SOURCE TEXT:

════

Lab 01 – Getting started

ENVX1002 Handbook

The University of Sydney
Published

Semester 1, 2025

Learning Outcomes

At the end of this practical students should be able to:

  • Install and set up R and RStudio on their computer
  • Understand the relationship between R and RStudio
  • Create and manage R projects effectively
  • Write and render basic Quarto documents
  • Import data from CSV and Excel files
  • Perform basic operations in R

Settling in

At the beginning of the next few weeks we will be doing some short activities before getting into the stats to help you foster a sense of belonging, learn more about your peers, and help better prepare you for your studies. This week we will start with a simple introduction, but before we do this, we would like to acknowledge those who were here before us:

We would like to acknowledge and pay respect to the traditional owners of the land on which we meet; the Gadigal people of the Eora Nation. It is upon their ancestral lands that the University of Sydney is built. As we share our own knowledge, teaching, learning and research practices within this university may we also pay respect to the knowledge embedded forever within the Aboriginal Custodianship of Country.

════

EXTRACTED MATERIAL:
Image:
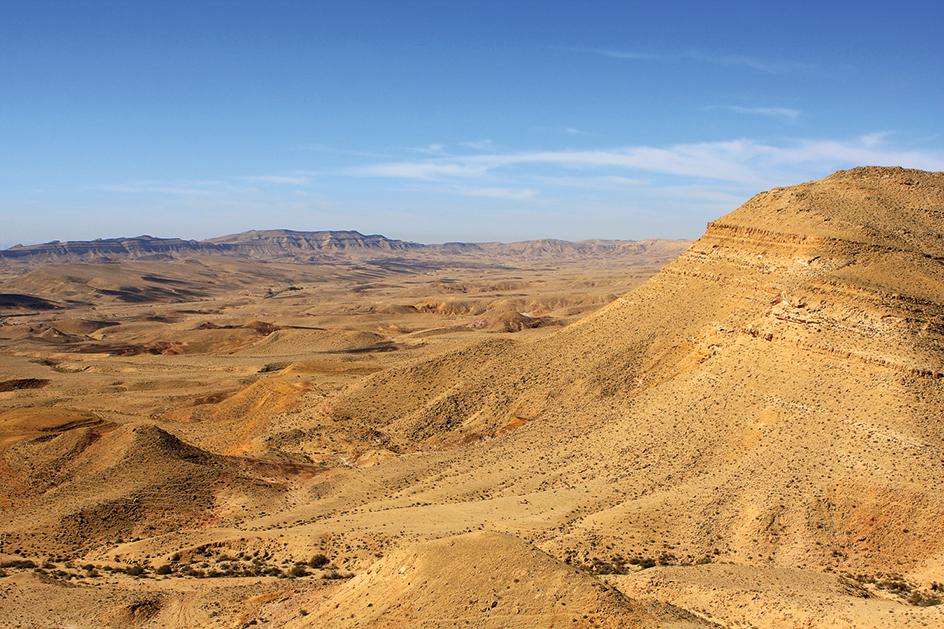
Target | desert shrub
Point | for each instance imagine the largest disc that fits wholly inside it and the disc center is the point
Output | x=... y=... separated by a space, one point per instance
x=923 y=600
x=667 y=559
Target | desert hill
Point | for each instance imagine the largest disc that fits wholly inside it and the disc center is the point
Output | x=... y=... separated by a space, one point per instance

════

INSTRUCTIONS:
[a] Reproduce the portion of the Lab 01 getting-started text that starts with "We would like to acknowledge and" and goes on through "Custodianship of Country.".
[b] Continue the Lab 01 getting-started text from its last sentence.

RESPONSES BY TASK:
[a]
We would like to acknowledge and pay respect to the traditional owners of the land on which we meet; the Gadigal people of the Eora Nation. It is upon their ancestral lands that the University of Sydney is built. As we share our own knowledge, teaching, learning and research practices within this university may we also pay respect to the knowledge embedded forever within the Aboriginal Custodianship of Country.

[b]
To learn more about why we do Acknowledgement of Country, and the difference to Welcome to Country, see the following page: Welcome and Acknowledgement.

AnswerGardens

We are all from diverse backgrounds and have followed different paths to get to where we are today. To help you get to know your peers, your demonstrator will lead a class discussion, posting a number of questions on AnswerGarden, where you can then anonymously post your answer to the questions. Links will be provided once your demonstrator has set up the question.

After about 20 minutes of discussion, we can get started on the lab! Welcome to ENVX1002!

Exercise 1: setting up

Installing R and RStudio

Before we begin working with data, we need to set up our statistical computing environment. We’ll be using two main pieces of software:

  1. R: The statistical programming language (the engine)
  2. RStudio: The integrated development environment (IDE) that makes working with R easier (the interface)

Think of R and RStudio like a car: R is the engine that does all the work, while RStudio is the dashboard and controls that make it easier to drive.

This week’s tutorial would have guided you through the installation process, but if you missed it, below are the steps to install R and RStudio on your personal computer.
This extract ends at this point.